TO BE DONE:
Copy out the entire listing below line for line, multiplying every polygon coordinate by 2.3 and rounding each result to the nearest whole number, with halves rounded up. Leave all other text unchanged.

INPUT FOR THIS TASK:
>>>>
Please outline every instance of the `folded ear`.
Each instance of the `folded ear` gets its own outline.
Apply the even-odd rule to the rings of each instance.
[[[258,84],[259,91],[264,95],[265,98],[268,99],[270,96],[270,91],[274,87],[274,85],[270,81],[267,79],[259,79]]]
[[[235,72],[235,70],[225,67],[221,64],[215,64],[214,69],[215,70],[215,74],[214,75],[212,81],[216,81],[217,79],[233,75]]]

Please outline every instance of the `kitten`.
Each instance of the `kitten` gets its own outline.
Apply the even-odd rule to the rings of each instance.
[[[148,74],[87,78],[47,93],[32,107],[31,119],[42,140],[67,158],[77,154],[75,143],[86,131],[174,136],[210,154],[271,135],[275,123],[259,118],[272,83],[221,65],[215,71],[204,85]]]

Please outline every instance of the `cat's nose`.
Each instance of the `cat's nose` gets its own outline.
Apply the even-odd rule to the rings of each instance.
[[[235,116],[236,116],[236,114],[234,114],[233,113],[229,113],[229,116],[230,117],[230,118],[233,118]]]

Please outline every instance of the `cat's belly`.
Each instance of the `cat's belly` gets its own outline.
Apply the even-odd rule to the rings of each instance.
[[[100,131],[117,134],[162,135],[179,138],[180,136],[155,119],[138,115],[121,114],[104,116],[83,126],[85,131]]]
<<<<
IN RESPONSE:
Please outline every instance of the `folded ear`.
Each instance of the `folded ear` gets its own outline.
Apply the even-odd rule to the rings of each instance.
[[[593,193],[596,209],[607,219],[610,225],[616,228],[621,221],[621,209],[630,200],[630,196],[621,186],[614,182],[596,182]]]
[[[541,166],[541,161],[518,154],[508,147],[495,147],[492,159],[495,161],[495,170],[492,173],[488,186],[497,186],[499,182],[536,173]]]

Please outline every instance of the `kitten`.
Each instance of the `kitten` gets its own outline.
Apply the even-odd rule to the rings of each instance.
[[[340,170],[200,179],[108,214],[74,246],[71,274],[97,322],[154,363],[177,354],[173,329],[198,301],[400,313],[483,354],[623,311],[633,283],[596,271],[626,191],[508,150],[495,163],[469,196]]]

Please outline every instance of the `cat's nose`.
Each instance of the `cat's nose` gets its own outline.
Apply the even-odd rule to the rings of each instance.
[[[541,267],[543,267],[543,262],[538,262],[536,260],[527,260],[527,267],[529,269],[529,271],[536,271]]]

Please outline every instance of the `cat's belly`.
Each instance of the `cat's belly` gets its own outline.
Apply the even-odd rule to the rings of each instance.
[[[230,301],[269,308],[373,311],[412,317],[414,313],[357,274],[317,265],[278,262],[239,267],[191,290],[196,301]]]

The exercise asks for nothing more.